Pick out every line in the items below that contains the word "metal", matching its case exactly, and copy each of those lines.
▬▬▬▬▬▬
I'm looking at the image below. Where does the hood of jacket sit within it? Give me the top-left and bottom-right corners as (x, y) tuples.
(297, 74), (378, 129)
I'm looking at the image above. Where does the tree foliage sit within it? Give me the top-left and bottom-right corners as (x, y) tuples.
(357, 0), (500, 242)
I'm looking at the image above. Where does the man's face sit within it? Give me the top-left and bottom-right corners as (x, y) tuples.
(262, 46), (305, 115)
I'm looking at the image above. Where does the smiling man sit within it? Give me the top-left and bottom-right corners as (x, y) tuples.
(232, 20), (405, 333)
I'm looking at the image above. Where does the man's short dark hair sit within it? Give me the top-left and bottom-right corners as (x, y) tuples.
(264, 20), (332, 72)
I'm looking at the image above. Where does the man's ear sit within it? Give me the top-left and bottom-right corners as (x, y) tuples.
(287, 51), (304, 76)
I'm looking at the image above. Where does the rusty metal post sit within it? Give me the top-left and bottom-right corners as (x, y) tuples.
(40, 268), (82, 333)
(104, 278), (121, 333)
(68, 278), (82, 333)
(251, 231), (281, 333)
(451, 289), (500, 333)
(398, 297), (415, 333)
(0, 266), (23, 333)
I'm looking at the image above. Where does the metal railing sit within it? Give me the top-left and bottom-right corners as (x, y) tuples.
▬▬▬▬▬▬
ANSWER TO THIS PROBLEM:
I'm looking at the image above. Where does the rusty metal post sit within it? Give me the top-left and bottom-right corners as (x, y) tuples.
I'm looking at the image above. Where does the metal railing sit within it? Give me the top-left and bottom-right corners as (x, y) tuples.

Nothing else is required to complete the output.